• What you will do:
Each record is to be copied exactly as written.

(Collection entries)
-.-.-
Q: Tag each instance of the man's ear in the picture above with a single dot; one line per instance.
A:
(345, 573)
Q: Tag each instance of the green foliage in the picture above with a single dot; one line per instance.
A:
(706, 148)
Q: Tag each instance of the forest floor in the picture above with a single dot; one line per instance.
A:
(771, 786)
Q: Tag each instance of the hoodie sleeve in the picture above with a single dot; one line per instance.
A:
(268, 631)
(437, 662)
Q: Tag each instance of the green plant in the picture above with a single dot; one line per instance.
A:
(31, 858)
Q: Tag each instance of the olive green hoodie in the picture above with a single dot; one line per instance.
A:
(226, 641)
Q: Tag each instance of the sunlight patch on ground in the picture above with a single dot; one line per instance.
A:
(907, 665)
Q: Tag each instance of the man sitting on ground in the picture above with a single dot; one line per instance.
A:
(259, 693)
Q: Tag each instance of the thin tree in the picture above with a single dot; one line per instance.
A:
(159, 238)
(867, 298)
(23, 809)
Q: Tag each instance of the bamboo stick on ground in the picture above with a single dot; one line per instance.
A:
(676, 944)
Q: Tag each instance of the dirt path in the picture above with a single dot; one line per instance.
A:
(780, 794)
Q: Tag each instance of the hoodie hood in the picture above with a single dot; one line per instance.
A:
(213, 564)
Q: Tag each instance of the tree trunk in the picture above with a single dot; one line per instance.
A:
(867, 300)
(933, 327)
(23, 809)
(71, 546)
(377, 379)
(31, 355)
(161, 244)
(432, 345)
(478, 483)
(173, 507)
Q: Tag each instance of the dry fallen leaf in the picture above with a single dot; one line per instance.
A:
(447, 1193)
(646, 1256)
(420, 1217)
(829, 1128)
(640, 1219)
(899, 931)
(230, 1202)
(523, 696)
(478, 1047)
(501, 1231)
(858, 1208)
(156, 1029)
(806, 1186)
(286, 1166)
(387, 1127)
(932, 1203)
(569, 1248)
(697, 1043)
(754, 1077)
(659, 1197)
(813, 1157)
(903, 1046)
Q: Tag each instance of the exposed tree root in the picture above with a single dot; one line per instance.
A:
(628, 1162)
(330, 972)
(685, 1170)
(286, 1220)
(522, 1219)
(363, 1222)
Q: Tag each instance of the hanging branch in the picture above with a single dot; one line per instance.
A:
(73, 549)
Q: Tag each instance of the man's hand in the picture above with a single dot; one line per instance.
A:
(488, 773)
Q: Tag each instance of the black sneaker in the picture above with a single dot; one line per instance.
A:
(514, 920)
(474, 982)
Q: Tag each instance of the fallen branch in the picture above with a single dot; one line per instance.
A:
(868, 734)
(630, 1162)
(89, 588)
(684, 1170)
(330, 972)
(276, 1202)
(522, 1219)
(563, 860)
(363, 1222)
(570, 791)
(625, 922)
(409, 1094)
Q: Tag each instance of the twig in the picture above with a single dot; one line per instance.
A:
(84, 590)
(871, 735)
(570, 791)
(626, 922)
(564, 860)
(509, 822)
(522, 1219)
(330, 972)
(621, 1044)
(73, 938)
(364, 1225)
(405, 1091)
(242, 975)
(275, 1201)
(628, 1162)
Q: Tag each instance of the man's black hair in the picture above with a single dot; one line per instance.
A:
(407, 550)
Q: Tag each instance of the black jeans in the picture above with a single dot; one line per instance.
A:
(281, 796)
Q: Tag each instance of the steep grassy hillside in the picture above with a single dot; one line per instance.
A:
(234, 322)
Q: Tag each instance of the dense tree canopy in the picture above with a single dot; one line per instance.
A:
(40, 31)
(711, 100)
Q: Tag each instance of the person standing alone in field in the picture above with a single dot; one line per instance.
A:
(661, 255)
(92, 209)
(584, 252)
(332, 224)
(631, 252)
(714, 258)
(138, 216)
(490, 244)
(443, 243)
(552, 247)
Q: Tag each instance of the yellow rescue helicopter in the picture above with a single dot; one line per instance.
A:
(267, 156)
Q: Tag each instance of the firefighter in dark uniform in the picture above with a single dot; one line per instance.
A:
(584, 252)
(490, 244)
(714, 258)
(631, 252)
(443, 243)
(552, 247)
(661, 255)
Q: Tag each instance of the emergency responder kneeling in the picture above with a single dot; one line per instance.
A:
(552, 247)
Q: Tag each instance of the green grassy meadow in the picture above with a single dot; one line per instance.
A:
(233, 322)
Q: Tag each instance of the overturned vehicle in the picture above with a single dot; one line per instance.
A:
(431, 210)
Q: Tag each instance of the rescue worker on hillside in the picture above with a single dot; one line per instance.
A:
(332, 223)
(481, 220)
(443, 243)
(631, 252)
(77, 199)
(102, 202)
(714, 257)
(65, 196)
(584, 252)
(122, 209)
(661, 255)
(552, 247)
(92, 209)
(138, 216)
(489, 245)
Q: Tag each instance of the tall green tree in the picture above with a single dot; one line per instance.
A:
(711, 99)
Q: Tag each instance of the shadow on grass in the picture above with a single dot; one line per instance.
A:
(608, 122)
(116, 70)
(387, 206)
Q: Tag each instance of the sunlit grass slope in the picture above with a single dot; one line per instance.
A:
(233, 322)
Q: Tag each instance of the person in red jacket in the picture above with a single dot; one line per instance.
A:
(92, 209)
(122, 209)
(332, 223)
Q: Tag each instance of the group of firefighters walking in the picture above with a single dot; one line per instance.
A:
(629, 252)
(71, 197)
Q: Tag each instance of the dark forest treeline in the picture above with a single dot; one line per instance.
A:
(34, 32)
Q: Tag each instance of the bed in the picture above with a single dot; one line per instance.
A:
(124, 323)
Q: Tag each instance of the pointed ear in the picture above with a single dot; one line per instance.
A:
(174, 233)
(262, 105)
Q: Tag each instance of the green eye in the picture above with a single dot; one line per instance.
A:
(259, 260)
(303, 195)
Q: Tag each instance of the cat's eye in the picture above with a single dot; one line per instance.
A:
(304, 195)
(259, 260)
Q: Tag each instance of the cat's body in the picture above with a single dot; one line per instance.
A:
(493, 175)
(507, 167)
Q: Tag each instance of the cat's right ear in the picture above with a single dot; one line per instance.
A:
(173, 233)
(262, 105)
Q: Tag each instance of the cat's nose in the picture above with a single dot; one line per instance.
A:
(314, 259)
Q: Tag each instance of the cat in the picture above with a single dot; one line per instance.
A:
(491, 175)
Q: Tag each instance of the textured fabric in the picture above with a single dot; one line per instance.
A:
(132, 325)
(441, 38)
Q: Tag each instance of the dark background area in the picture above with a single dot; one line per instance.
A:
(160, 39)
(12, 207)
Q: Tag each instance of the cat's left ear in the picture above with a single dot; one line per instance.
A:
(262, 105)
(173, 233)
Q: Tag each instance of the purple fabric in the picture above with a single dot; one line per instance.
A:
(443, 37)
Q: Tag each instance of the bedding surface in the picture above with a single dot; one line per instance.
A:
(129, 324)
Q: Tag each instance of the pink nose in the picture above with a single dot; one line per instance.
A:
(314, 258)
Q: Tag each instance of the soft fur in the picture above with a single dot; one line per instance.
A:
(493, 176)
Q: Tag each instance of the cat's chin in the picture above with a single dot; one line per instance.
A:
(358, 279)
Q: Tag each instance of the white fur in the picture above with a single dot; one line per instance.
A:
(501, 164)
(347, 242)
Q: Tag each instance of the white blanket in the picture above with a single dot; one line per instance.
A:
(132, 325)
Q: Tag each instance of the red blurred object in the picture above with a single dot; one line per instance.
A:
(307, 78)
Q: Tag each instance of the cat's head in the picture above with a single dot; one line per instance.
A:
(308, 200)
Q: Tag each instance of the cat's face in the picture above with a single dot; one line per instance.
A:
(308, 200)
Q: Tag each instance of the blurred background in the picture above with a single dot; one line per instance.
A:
-.-.-
• Answer to this problem:
Q: Tag each instance of the man's ear in the picture above with a single dot; one line per instance.
A:
(345, 573)
Q: Tag each instance of the green foliage in the picture above with a single dot; one line per instance.
A:
(706, 148)
Q: Tag each instance of the forest floor in the picture above with a single dot; one line per instance.
A:
(771, 786)
Q: Tag each instance of the hoodie sleeve in the picture above with a single dot; one line per instance.
A:
(268, 631)
(437, 662)
Q: Tag each instance of the green plant in the picture above with a single dot; one line per instance.
A:
(31, 858)
Q: Tag each instance of the olive green hoodie in the picture above with a single dot; one line per instance.
A:
(226, 641)
Q: Tag each instance of the sunlight patch on ground in the picture above with a single dot; one line per instance.
A:
(907, 665)
Q: Tag each instance of the man sitting on ground in the picture above with a single dot; one line per instance.
A:
(259, 693)
Q: Tag each instance of the thin tree in the picture above with a single dot; one line per instance.
A:
(159, 238)
(867, 298)
(23, 809)
Q: Tag each instance of the bamboo stick on ground in the picture above with a single dot; one line per instance.
A:
(676, 944)
Q: Tag each instance of the dirt path in the picture above with a single dot; one line per instance.
A:
(780, 794)
Q: Tag each instance of the hoodie hood in the picture above with a single dot; one line per instance.
A:
(213, 564)
Q: Tag each instance of the tree trunk in the picture above with a single dot; one line per instance.
A:
(867, 300)
(933, 327)
(23, 809)
(71, 546)
(377, 379)
(31, 355)
(161, 244)
(432, 345)
(478, 483)
(173, 507)
Q: Tag each instance of the dry fallen leaf in the picture above with a single dot; one line per instance.
A:
(447, 1193)
(646, 1256)
(420, 1217)
(829, 1128)
(640, 1219)
(899, 931)
(230, 1202)
(523, 696)
(478, 1047)
(501, 1231)
(858, 1208)
(156, 1029)
(806, 1186)
(286, 1166)
(387, 1127)
(932, 1203)
(569, 1248)
(697, 1043)
(754, 1077)
(659, 1197)
(813, 1157)
(903, 1046)
Q: Tag each instance of the exposed tree root in the picture above with a single dot; one line per instance.
A:
(628, 1162)
(330, 972)
(685, 1170)
(286, 1220)
(522, 1219)
(363, 1222)
Q: Tag each instance of the hanging branch in the picture above with a single dot; one line per instance.
A:
(73, 549)
Q: Tag each instance of the man's hand in the picture above with a single dot; one line per instance.
A:
(488, 773)
Q: Tag each instance of the black sneaker in the picture above with a single dot; one line per instance.
A:
(514, 920)
(474, 982)
Q: Tag each instance of the fallen branch in the picture above with a single dot; one line per instance.
A:
(868, 734)
(630, 1162)
(89, 588)
(684, 1170)
(330, 972)
(276, 1202)
(522, 1219)
(563, 860)
(363, 1222)
(570, 791)
(625, 922)
(409, 1094)
Q: Tag each instance of the twig in the picture above with a single dot; one line per instance.
A:
(84, 590)
(871, 735)
(570, 791)
(626, 922)
(564, 860)
(509, 822)
(522, 1219)
(330, 972)
(621, 1044)
(73, 938)
(364, 1225)
(405, 1091)
(242, 975)
(275, 1201)
(628, 1162)
Q: Tag each instance of the man's black hair in the picture above with a single dot; one line per instance.
A:
(407, 550)
Q: Tag each instance of the black jeans in the picture above with a single dot; one line per instance.
A:
(281, 796)
Q: Tag each instance of the steep grassy hillside in the picture above with a single dot; one line per instance.
A:
(234, 322)
Q: Tag each instance of the dense tree canopy in the picture above with a single dot; one line per instance.
A:
(40, 31)
(711, 100)
Q: Tag each instance of the person standing alone in field in the picture above with a single dot; one line per instance.
A:
(661, 255)
(92, 209)
(584, 252)
(332, 224)
(631, 252)
(714, 258)
(138, 216)
(490, 244)
(443, 243)
(552, 247)
Q: Tag each instance of the yellow rescue helicopter in the picture above with a single dot; one line per instance.
A:
(267, 156)
Q: Tag each instance of the firefighter in dark uniform in the picture above with a single dot; one line per instance.
A:
(584, 252)
(490, 244)
(714, 258)
(631, 252)
(443, 243)
(552, 247)
(661, 255)
Q: Tag each instance of the emergency responder kneeling in the picture above with a single dot; one line per instance.
A:
(552, 247)
Q: Tag each instance of the green grassy meadow in the picture above with a single dot; one line per instance.
A:
(233, 322)
Q: Tag each instance of the overturned vehicle in the picture above with a single dot; one line per instance.
A:
(431, 210)
Q: Tag each instance of the rescue worker on hillside in the picture above with a single dot; one line per instance.
A:
(332, 223)
(481, 220)
(443, 243)
(631, 252)
(77, 199)
(102, 202)
(714, 257)
(65, 196)
(584, 252)
(122, 209)
(661, 255)
(552, 247)
(92, 209)
(138, 216)
(489, 245)
Q: Tag each instance of the tall green tree in the picture above with a single dot; one line per instance.
A:
(711, 99)
Q: Tag each instance of the shadow on grass in the picture above with a single dot; one line per instance.
A:
(608, 122)
(116, 70)
(387, 206)
Q: Tag each instance of the sunlit grass slope in the picture above with a single dot; one line per instance.
A:
(233, 322)
Q: Tag each instance of the person in red jacket in the picture above with a single dot; one line per instance.
A:
(92, 209)
(122, 209)
(332, 223)
Q: Tag each instance of the group of firefighters walking in the picture above with a single dot; one line per instance.
A:
(629, 252)
(71, 197)
Q: Tag each instance of the dark forest treeline in the picture above with a single dot; one line per instance.
A:
(34, 32)
Q: Tag each instance of the bed in the picture above with a single dot; one line per instance.
A:
(124, 323)
Q: Tag each instance of the pointed ear in the picture above with a single dot; one line per instance.
A:
(174, 233)
(262, 105)
Q: Tag each instance of the green eye in the picture above with a single dot; one line per instance.
A:
(259, 260)
(303, 195)
Q: Tag each instance of the cat's eye in the picture above with a single dot; one line per instance.
A:
(304, 195)
(259, 260)
Q: Tag each instance of the cat's body in the picture above with a single dot; one line per instance.
A:
(493, 175)
(507, 167)
Q: Tag each instance of the cat's right ear in the picture above with a single dot; one line per instance.
A:
(173, 233)
(262, 105)
Q: Tag each instance of the cat's nose in the picture above with a single dot; one line per instance.
A:
(314, 259)
Q: Tag each instance of the cat in the picture above with a single dot; one line per instance.
A:
(491, 175)
Q: Tag each instance of the textured fabric in the picture above with a single dot; one line per instance.
A:
(132, 325)
(441, 38)
Q: Tag each instance of the dark background area in the picture above with a single dot; one line per instance.
A:
(160, 39)
(12, 207)
Q: Tag each instance of the cat's left ear in the picture above with a single dot; one line per instance.
A:
(262, 105)
(173, 233)
Q: Tag each instance of the purple fabric in the picture above with a single dot; one line per instance.
A:
(443, 37)
Q: Tag each instance of the bedding surface in the picture above with a single dot; one line per instance.
A:
(129, 324)
Q: Tag each instance of the pink nose in the picture above with a single dot; one line per instance.
A:
(314, 258)
Q: Tag each instance of the soft fur in the picture above with a single dot; one line per instance.
A:
(493, 176)
Q: Tag each instance of the cat's chin in the picture above with a single dot; one line per instance.
A:
(358, 279)
Q: Tag each instance of the white fur in the picture above with a single dot; one line per instance.
A:
(501, 164)
(347, 242)
Q: Tag each instance of the white blanket in the picture above with a single dot; one line per instance.
A:
(132, 325)
Q: Tag each instance of the red blurred object in the picture above with a single dot; one line per instance.
A:
(307, 78)
Q: Tag each instance of the cat's head in the picture above with a single dot; one line per instance.
A:
(308, 200)
Q: Tag each instance of the cat's face in the picture above with a single dot; one line per instance.
A:
(308, 200)
Q: Tag each instance of the blurred background in the picture above with a single dot; one line per instance.
A:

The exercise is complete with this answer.